**Exercise task 1:** From the Kea DHCP crash report, reproduce the passage that begins with the words containing "Description" and ends with "the DCHP clients.".
**Exercise task 2:** Please pick up the Kea DHCP crash report after its final line and keep writing it.

**Text excerpt:**

Project

General

Profile

Actions

Bug #15973

open

Kea DHCP server crashes on 3100 (32bit ARM) every 10 days or so post 24.11 upgrade

Added by Loh Phat 4 months ago. Updated 20 days ago.

Status:
New
Priority:
Low
Category:
DHCP (IPv4)
Target version:
-
Start date:
Due date:
% Done:

0%

Estimated time:
Plus Target Version:
Release Notes:
Default
Affected Version:
Affected Architecture:
SG-3100

Description

The DHCP server dies with the following log entry:

Jan 4 11:16:23     kernel         pid 90595 (kea-dhcp4), jid 0, uid 0: exited on signal 11 (core dumped)

And then 5 minutes or so later kea DNS unregisters all the DCHP clients.


Jan 4 11:16:28     kea2unbound     50780     Remove record: "[REDACTED].localdomain. 2400 IN A 192.168.107.100" 
Jan 4 11:16:28     kea2unbound     50780     Remove record: "100.107.168.192.in-addr.arpa. 2400 IN PTR [REDACTED].localdomain."

**Dataset entries:**
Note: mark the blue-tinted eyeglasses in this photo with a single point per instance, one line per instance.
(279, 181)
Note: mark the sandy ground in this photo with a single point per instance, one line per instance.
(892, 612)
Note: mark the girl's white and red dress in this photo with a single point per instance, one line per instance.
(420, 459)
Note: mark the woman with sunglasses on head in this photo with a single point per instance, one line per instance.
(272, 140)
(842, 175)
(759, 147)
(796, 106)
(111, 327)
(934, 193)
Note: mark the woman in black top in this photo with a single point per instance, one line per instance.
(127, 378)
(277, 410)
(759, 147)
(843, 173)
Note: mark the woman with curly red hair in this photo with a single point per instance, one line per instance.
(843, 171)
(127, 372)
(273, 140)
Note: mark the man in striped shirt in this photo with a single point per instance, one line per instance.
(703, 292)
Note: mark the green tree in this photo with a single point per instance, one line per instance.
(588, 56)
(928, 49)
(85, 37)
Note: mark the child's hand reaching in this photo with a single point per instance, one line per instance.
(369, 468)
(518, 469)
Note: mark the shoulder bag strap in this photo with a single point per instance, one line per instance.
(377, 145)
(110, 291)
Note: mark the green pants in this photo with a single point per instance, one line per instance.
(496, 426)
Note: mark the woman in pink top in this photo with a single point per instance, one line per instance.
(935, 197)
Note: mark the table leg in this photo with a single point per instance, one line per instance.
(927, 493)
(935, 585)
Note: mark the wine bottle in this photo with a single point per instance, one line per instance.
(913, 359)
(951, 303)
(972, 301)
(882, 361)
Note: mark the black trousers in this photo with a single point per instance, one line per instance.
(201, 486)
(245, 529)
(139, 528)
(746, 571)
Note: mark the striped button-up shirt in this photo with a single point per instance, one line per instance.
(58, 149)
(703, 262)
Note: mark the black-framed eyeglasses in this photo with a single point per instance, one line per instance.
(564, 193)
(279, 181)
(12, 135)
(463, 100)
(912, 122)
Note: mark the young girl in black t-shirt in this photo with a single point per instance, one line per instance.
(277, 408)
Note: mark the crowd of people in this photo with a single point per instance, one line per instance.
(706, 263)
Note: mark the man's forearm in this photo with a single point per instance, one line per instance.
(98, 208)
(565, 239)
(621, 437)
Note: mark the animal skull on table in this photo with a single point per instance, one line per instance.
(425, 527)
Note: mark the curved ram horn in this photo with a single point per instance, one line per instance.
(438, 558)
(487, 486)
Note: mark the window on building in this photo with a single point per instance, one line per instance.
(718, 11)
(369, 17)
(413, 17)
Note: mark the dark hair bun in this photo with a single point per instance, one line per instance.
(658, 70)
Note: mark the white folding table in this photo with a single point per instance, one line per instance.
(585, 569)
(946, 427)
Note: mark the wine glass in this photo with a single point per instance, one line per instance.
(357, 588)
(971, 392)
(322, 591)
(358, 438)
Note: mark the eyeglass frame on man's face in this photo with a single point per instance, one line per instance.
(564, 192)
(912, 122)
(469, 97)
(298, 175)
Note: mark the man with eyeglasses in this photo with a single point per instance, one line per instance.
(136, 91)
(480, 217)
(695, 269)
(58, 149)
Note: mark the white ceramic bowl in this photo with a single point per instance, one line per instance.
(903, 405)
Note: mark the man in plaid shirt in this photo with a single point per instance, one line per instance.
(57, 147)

**Exercise response 1:**
Description

The DHCP server dies with the following log entry:

Jan 4 11:16:23     kernel         pid 90595 (kea-dhcp4), jid 0, uid 0: exited on signal 11 (core dumped)

And then 5 minutes or so later kea DNS unregisters all the DCHP clients.

**Exercise response 2:**
Are there other logs I can examine or change kea logging level to get more detail?

I've switch back to ISC DHCP to make sure it's not something else. I'll switch back to kea if there's more telemetry needed for the bug.

"ISC DHCP has reached end-of-life and will be removed from a future version of Netgate pfSense Plus. Kea DHCP is the newer, modern DHCP distribution from ISC that includes the most-requested features." is in the PfSense GUI on the Advanced /Networking page but no notice that Kea DHCP on 32-bit ARM platforms may be unstable -- as mentioned in the following forum post: https://forum.netgate.com/topic/195842/after-upgrading-to-24-11-dhcp-fails-every-10-14-days

Actions #1

Updated by Björn Bylander 4 months ago

Loh Phat wrote:

The DHCP server dies with the following log entry:

[...]

And then 5 minutes or so later kea DNS unregisters all the DCHP clients.
[...]

Are there other logs I can examine or change kea logging level to get more detail?

I've switch back to ISC DHCP to make sure it's not something else. I'll switch back to kea if there's more telemetry needed for the bug.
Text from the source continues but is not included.